##### EXERCISE DATA

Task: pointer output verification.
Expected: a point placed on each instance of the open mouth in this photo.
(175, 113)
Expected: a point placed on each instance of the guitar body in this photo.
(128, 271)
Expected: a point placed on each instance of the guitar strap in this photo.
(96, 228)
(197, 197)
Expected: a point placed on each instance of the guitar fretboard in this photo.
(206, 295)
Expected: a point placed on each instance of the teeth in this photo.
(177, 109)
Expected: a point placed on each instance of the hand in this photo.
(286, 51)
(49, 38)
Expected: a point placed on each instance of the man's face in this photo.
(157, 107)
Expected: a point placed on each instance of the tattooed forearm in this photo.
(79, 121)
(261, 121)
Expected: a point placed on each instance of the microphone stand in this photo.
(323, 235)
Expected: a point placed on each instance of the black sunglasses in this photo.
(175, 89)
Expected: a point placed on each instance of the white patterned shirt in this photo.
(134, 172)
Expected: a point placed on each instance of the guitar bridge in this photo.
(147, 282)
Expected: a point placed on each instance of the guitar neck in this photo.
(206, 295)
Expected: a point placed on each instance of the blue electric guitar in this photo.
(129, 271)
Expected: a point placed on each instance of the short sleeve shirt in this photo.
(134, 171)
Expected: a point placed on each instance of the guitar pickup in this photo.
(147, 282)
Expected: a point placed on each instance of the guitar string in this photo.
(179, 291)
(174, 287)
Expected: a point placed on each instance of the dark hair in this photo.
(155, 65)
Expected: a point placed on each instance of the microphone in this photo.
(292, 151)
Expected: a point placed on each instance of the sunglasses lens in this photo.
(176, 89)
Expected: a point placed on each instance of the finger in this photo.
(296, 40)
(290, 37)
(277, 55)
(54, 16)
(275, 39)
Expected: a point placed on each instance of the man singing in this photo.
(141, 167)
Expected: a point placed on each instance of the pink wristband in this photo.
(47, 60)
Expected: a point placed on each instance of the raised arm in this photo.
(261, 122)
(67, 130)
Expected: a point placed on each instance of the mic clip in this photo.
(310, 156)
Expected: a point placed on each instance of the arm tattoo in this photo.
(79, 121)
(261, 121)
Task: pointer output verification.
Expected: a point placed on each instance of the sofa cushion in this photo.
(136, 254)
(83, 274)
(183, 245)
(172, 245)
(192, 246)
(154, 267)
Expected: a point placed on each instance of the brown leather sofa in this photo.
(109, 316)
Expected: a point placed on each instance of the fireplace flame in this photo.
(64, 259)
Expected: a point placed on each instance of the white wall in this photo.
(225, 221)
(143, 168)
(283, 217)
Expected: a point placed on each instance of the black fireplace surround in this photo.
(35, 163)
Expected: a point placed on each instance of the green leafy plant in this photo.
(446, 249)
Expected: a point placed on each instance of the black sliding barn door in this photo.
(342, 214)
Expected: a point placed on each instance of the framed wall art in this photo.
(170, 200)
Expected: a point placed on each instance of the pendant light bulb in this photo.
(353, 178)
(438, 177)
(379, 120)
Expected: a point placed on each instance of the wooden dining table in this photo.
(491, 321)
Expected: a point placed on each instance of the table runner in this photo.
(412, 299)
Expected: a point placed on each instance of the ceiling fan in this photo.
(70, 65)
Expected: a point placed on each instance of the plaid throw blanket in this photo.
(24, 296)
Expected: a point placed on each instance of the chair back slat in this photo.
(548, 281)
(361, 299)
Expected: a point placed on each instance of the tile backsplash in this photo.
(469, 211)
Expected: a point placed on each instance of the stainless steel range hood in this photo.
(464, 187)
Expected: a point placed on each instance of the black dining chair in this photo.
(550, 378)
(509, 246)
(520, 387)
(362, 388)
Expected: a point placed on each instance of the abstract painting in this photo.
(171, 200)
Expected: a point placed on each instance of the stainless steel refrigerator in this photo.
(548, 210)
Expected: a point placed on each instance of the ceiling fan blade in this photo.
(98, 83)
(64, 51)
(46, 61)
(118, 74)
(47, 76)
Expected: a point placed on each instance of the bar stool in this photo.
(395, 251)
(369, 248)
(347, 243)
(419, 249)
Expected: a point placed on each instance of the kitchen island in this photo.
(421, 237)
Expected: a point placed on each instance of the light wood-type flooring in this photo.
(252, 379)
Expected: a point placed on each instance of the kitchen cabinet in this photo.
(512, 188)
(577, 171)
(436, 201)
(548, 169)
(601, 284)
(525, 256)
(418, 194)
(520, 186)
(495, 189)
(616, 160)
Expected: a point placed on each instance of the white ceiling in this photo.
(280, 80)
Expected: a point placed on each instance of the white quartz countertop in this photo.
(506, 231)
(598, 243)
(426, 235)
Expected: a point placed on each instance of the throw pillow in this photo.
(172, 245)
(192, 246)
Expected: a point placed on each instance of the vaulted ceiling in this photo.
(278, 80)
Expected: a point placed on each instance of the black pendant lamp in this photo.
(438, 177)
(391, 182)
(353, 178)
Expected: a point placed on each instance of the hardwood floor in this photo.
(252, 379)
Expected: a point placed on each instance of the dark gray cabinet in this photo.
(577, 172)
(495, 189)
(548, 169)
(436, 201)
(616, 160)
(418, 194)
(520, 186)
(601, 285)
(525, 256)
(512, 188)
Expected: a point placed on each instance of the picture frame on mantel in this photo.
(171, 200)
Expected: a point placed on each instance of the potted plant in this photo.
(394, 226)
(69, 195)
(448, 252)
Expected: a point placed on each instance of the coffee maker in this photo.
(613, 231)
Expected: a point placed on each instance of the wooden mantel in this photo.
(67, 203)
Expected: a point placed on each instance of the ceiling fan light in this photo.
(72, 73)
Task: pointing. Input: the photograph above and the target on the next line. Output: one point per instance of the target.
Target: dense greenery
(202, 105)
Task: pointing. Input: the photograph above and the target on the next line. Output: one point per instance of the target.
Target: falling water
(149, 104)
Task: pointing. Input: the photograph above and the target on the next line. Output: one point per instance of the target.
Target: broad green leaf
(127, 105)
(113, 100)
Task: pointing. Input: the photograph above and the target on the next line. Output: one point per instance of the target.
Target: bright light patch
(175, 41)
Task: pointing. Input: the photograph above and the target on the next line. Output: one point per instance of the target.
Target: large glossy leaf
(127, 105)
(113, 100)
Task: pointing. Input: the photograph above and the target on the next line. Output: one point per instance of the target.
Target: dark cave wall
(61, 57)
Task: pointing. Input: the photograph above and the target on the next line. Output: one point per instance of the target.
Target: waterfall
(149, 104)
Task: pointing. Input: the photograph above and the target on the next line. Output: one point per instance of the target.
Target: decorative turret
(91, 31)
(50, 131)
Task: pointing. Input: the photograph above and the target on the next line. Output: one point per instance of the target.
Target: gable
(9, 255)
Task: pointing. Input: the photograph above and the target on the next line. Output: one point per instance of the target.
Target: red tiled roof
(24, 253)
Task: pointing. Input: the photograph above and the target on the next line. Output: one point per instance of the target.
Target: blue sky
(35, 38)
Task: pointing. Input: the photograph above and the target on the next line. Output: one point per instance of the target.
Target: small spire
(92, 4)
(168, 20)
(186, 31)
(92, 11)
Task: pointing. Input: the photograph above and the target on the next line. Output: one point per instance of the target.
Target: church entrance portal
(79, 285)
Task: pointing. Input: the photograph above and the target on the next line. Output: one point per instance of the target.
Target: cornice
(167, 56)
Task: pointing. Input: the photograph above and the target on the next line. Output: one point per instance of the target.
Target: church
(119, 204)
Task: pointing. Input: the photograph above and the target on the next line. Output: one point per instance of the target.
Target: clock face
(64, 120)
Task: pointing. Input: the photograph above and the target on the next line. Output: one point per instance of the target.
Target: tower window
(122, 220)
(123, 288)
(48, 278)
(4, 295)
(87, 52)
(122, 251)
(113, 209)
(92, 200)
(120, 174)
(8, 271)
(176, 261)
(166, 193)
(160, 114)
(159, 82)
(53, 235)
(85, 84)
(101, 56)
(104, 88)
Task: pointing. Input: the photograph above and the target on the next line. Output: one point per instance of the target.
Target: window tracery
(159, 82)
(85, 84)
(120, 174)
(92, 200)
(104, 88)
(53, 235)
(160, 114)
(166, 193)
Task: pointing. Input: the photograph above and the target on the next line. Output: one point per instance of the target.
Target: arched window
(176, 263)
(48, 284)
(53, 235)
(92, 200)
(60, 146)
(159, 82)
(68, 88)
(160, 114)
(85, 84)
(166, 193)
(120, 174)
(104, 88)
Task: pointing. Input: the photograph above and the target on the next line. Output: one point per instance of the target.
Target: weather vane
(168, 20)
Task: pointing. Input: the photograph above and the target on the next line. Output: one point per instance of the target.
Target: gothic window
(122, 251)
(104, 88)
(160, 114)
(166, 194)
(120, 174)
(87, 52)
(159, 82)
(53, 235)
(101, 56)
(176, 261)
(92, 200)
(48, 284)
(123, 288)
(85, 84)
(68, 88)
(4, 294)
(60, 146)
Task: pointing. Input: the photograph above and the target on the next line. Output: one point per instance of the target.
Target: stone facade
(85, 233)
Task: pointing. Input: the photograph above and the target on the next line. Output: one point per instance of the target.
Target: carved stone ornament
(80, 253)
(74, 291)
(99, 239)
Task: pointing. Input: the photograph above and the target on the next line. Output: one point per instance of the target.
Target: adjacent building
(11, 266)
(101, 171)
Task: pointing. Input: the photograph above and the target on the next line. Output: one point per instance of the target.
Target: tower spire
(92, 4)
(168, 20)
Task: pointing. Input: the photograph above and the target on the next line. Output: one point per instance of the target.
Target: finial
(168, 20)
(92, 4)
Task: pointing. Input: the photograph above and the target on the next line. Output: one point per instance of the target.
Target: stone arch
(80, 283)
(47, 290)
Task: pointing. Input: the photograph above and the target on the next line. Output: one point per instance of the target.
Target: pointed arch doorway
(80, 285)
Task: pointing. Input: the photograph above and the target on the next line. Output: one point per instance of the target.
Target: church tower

##########
##### EXERCISE DATA

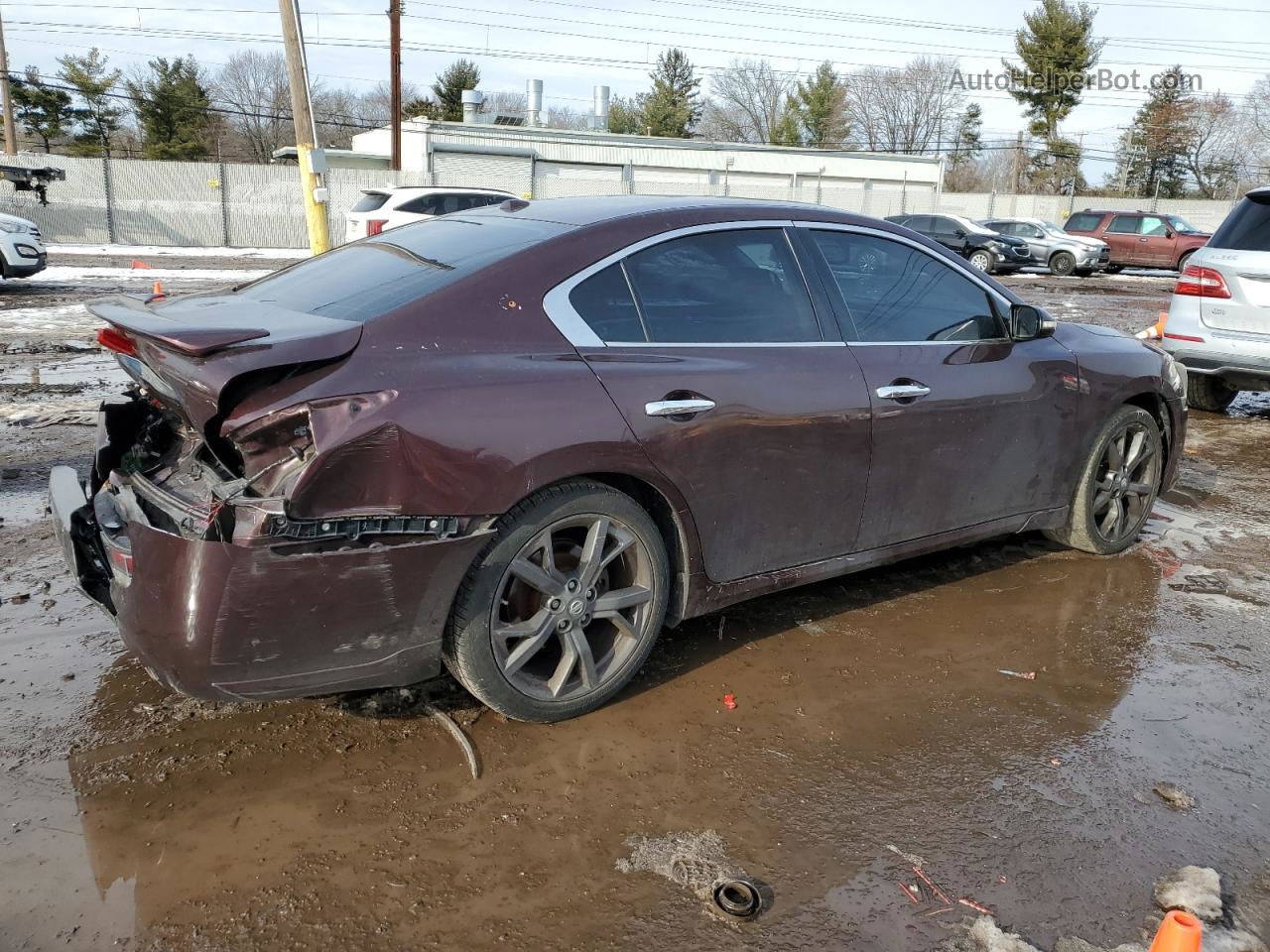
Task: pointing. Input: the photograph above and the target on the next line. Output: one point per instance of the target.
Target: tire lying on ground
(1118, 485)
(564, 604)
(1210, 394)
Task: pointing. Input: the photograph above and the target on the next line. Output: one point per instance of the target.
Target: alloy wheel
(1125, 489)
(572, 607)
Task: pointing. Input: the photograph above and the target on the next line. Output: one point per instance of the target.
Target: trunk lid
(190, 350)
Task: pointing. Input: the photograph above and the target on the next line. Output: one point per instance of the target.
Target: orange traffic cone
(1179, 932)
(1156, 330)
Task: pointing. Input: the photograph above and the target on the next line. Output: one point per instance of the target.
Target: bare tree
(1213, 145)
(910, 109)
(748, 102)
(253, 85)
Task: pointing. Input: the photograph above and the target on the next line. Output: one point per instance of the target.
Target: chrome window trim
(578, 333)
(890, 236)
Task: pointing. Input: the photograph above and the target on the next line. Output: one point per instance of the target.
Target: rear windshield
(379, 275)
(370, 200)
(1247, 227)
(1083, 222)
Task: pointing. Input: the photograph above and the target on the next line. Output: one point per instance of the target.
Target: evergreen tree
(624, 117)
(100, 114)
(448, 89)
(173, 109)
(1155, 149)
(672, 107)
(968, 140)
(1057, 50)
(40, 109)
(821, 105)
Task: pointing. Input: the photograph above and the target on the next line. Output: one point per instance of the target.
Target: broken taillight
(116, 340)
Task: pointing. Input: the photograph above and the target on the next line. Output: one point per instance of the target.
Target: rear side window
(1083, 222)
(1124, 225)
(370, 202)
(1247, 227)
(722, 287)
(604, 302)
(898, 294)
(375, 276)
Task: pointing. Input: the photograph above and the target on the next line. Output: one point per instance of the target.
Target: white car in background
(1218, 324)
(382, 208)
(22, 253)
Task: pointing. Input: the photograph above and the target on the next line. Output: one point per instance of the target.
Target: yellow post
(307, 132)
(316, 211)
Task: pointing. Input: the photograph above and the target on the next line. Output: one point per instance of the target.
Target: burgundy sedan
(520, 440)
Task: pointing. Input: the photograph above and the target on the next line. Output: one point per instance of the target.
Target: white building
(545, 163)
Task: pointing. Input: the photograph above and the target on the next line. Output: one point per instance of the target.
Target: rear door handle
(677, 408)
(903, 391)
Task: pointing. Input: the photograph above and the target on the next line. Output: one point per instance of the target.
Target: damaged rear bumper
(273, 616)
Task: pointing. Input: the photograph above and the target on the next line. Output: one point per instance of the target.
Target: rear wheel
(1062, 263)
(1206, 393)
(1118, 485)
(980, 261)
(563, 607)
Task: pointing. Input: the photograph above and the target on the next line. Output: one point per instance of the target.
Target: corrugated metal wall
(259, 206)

##########
##### EXERCISE DATA

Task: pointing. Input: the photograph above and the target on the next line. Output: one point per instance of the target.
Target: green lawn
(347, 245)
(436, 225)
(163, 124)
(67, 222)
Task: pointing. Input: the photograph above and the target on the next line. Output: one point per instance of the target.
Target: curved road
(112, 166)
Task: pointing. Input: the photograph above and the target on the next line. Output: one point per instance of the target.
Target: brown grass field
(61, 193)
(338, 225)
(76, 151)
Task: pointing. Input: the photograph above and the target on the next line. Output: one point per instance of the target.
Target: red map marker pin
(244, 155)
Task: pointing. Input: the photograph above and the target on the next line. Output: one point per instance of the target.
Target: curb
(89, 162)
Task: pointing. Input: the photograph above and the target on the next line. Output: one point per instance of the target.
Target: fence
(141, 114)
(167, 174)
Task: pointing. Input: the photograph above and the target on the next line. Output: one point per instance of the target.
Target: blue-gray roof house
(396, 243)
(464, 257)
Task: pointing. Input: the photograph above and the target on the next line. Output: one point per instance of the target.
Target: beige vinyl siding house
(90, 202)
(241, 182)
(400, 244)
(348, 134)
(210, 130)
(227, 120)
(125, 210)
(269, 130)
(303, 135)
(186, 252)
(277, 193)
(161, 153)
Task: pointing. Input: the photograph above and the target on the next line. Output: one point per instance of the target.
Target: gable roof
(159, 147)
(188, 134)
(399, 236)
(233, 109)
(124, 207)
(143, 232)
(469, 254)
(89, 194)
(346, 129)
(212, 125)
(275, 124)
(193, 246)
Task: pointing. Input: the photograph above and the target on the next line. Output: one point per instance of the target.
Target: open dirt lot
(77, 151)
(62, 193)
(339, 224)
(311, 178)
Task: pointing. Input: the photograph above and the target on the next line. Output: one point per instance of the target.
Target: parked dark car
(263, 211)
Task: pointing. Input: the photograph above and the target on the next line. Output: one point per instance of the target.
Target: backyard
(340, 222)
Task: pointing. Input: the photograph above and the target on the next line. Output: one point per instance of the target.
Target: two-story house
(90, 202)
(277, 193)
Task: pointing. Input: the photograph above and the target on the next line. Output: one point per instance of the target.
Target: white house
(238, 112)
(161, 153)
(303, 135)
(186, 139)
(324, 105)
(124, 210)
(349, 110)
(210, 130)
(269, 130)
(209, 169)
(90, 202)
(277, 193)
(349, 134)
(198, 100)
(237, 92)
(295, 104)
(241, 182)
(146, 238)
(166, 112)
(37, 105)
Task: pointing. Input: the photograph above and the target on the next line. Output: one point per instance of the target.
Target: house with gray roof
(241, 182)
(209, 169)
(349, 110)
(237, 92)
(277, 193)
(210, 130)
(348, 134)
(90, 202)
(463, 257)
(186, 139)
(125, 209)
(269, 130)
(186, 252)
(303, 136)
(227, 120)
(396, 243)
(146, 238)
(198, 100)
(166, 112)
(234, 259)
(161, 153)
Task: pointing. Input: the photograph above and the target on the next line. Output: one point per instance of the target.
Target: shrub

##########

ABOUT THIS EXERCISE
Of all the entries above, repeat only the lines from the line that has "Target: house with gray roof" to the line that has "Target: shrub", both lines included, exactly.

ANSWER SECTION
Target: house with gray roof
(241, 182)
(209, 169)
(349, 110)
(237, 92)
(277, 193)
(210, 130)
(348, 134)
(90, 202)
(463, 257)
(186, 139)
(125, 209)
(269, 130)
(186, 252)
(303, 136)
(227, 120)
(396, 243)
(146, 238)
(198, 100)
(166, 112)
(234, 259)
(161, 153)
Task: pointing. Input: the photograph above and the target on the next line. Output: one point per instance of the target.
Target: shrub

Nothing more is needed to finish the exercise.